Fatty acyl-CoA reductase and wax synthase from Euglena gracilis in the biosynthesis of medium-chain wax esters.

Euglena gracilis, a unicellular phytoflagellate, can accumulate a large amount of medium-chain wax esters under anaerobic growth conditions. Here we report the identification and characterization of two genes involved in the biosynthesis of wax esters in E. gracilis. The first gene encodes a fatty acyl-CoA reductase (EgFAR) involved in the conversion of fatty acyl-CoAs to fatty alcohols and the second gene codes for a wax synthase (EgWS) catalyzing esterification of fatty acyl-CoAs and fatty alcohols, yielding wax esters. When expressed in yeast (Saccharomyces cerevisiae), EgFAR converted myristic acid (14:0) and palmitic acid (16:0) to their corresponding alcohols (14:0Alc and 16:0Alc) with myristic acid as the preferred substrate. EgWS utilized a broad range of fatty acyl-CoAs and fatty alcohols as substrates with the preference towards myristic acid and palmitoleyl alcohol. The wax biosynthetic pathway was reconstituted by co-expressing EgFAR and EgWS in yeast. When myristic acid was fed to the yeast, myristyl myristate (14:0-14:0), myristyl palmitoleate (14:0-16:1), myristyl palmitate (14:0-16:0) and palmityl myristate (16:0-14:0) were produced. These results indicate EgFAR and EgWS are likely the two enzymes involved in the biosynthesis of medium-chain wax esters in E. gracilis.

## WHAT TO WORK ON
Condense the paragraph that begins "Euglena gracilis, a unicellular phytoflagellate" in the text on Euglena wax esters into a short bulleted list that keeps its main facts. The listing comes from a separate source and is unrelated to the text.

## RAW DATA
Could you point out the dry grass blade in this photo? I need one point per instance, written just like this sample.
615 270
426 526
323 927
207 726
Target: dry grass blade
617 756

## ANSWER BOX
- Under anaerobic growth conditions, E. gracilis, a unicellular phytoflagellate, can accumulate large amounts of medium-chain wax esters.
- Two genes involved in wax ester biosynthesis were identified and characterized:
  - EgFAR, a fatty acyl-CoA reductase that converts fatty acyl-CoAs to fatty alcohols.
  - EgWS, a wax synthase that esterifies fatty acyl-CoAs and fatty alcohols to yield wax esters.
- In yeast, EgFAR converted myristic acid (14:0) and palmitic acid (16:0) to 14:0Alc and 16:0Alc and preferred myristic acid.
- EgWS used a broad range of fatty acyl-CoAs and fatty alcohols and preferred myristic acid and palmitoleyl alcohol.
- Co-expressing EgFAR and EgWS in yeast reconstituted the pathway. Feeding myristic acid produced four wax esters:
  - myristyl myristate (14:0-14:0)
  - myristyl palmitoleate (14:0-16:1)
  - myristyl palmitate (14:0-16:0)
  - palmityl myristate (16:0-14:0)
- EgFAR and EgWS are likely the two enzymes behind medium-chain wax ester biosynthesis in E. gracilis.